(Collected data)
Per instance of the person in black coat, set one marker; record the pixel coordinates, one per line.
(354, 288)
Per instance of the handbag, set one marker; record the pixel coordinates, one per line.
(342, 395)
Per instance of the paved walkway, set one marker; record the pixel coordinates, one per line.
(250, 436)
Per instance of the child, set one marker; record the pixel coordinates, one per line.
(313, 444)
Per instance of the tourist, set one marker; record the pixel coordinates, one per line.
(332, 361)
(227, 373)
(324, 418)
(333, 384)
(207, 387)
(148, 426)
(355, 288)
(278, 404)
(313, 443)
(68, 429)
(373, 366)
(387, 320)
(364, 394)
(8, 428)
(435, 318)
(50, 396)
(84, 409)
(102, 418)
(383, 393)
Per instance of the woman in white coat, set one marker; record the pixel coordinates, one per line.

▶ [Your goal] Transcribe the records in full, word for word.

▶ [Reply to the exercise]
Per instance of the person in black coat, set one marker; record the pixel coordinates, one per line.
(354, 288)
Per instance of the handbag, set one marker; record the pixel coordinates, one per line.
(342, 395)
Per instance of the paved walkway, set one marker; record the pixel coordinates, one per line.
(250, 436)
Per instance of the child, set one marker; record the pixel coordinates, one per line.
(313, 444)
Per instance of the tourist, set one marker; record the pixel coordinates, one per line.
(332, 361)
(227, 373)
(324, 418)
(333, 384)
(207, 387)
(148, 426)
(355, 288)
(278, 404)
(313, 443)
(68, 429)
(373, 366)
(387, 320)
(364, 394)
(8, 428)
(435, 318)
(50, 396)
(84, 409)
(102, 418)
(383, 393)
Per instance of the woman in white coat, set one marker; record the pixel coordinates, one per line.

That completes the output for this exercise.